[Rows from a dataset]

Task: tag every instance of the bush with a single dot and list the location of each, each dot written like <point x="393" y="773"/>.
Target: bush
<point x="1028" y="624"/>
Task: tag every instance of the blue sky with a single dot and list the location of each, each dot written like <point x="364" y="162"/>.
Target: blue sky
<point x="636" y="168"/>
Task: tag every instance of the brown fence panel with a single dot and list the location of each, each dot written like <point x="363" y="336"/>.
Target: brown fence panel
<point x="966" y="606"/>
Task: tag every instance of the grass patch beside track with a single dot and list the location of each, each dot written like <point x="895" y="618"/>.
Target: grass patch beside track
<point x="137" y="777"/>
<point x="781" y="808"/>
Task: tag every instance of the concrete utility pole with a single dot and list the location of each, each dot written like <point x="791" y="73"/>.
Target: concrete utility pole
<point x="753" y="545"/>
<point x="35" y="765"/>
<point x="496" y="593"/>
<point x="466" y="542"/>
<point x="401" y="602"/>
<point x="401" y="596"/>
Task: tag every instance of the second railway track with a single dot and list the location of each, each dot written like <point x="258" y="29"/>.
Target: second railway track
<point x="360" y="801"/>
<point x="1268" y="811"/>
==
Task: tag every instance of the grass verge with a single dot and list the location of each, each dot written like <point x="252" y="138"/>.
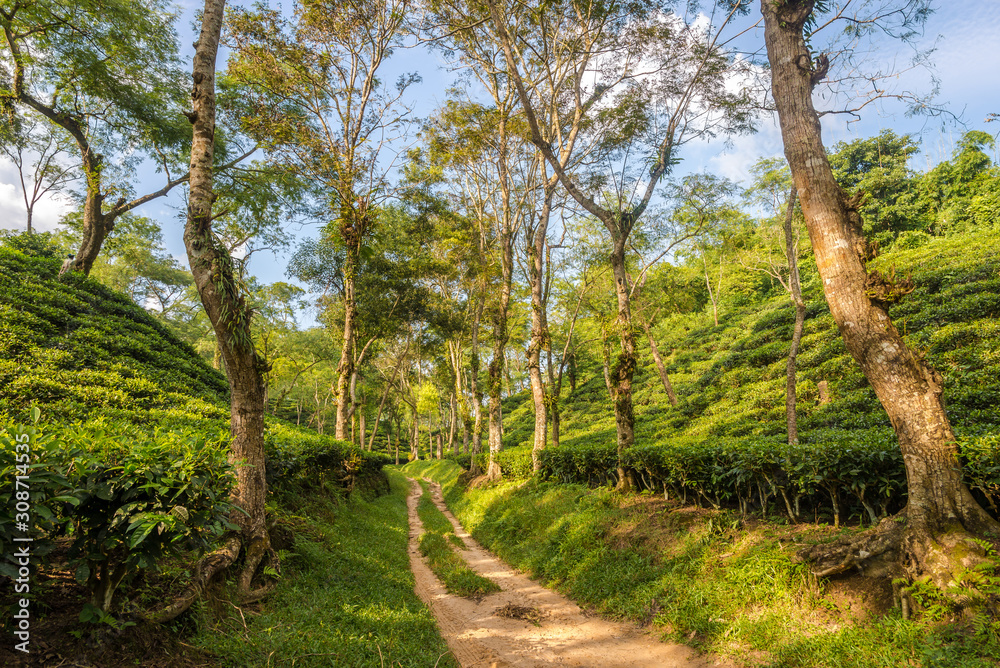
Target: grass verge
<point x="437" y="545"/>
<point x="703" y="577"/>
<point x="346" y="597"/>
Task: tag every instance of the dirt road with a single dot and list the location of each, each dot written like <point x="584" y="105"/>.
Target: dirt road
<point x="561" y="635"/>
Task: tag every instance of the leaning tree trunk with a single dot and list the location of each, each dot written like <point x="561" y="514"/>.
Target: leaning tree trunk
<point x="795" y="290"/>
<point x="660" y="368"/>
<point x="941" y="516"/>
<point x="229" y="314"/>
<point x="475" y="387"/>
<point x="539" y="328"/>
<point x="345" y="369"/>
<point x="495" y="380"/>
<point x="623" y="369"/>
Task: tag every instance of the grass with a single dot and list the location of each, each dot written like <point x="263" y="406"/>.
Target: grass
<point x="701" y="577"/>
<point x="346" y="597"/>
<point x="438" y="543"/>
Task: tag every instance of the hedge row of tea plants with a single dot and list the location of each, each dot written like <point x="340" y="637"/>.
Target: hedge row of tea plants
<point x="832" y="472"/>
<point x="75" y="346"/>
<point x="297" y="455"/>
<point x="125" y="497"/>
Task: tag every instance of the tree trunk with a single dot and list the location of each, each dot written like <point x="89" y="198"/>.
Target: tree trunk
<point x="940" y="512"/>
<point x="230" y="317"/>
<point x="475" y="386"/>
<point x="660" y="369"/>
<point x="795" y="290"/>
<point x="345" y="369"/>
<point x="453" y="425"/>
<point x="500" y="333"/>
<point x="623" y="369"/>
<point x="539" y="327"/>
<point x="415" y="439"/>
==
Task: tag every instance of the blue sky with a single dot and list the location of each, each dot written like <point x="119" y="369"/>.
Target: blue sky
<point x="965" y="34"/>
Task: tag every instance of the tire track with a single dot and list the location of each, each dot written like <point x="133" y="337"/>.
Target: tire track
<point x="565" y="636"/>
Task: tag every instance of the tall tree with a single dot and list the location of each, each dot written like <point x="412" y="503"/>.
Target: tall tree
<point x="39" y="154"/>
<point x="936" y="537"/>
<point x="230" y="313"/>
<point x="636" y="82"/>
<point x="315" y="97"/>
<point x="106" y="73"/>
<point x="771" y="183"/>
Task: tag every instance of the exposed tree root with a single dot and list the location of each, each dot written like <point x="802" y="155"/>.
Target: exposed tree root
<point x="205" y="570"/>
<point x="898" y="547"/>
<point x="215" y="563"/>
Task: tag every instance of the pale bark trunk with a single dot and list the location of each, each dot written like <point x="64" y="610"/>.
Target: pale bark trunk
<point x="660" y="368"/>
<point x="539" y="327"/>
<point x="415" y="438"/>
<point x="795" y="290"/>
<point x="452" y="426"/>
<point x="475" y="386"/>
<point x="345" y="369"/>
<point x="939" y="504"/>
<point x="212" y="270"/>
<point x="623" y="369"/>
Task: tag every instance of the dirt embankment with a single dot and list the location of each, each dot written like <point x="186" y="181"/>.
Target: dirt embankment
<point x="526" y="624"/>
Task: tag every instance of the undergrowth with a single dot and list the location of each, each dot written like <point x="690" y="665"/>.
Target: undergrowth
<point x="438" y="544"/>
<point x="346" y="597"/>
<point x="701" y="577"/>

-- WHAT YOU ARE ASKED TO DO --
How many lines in the items above contain the string "pole"? Reply with the number alone.

-- TASK RESULT --
2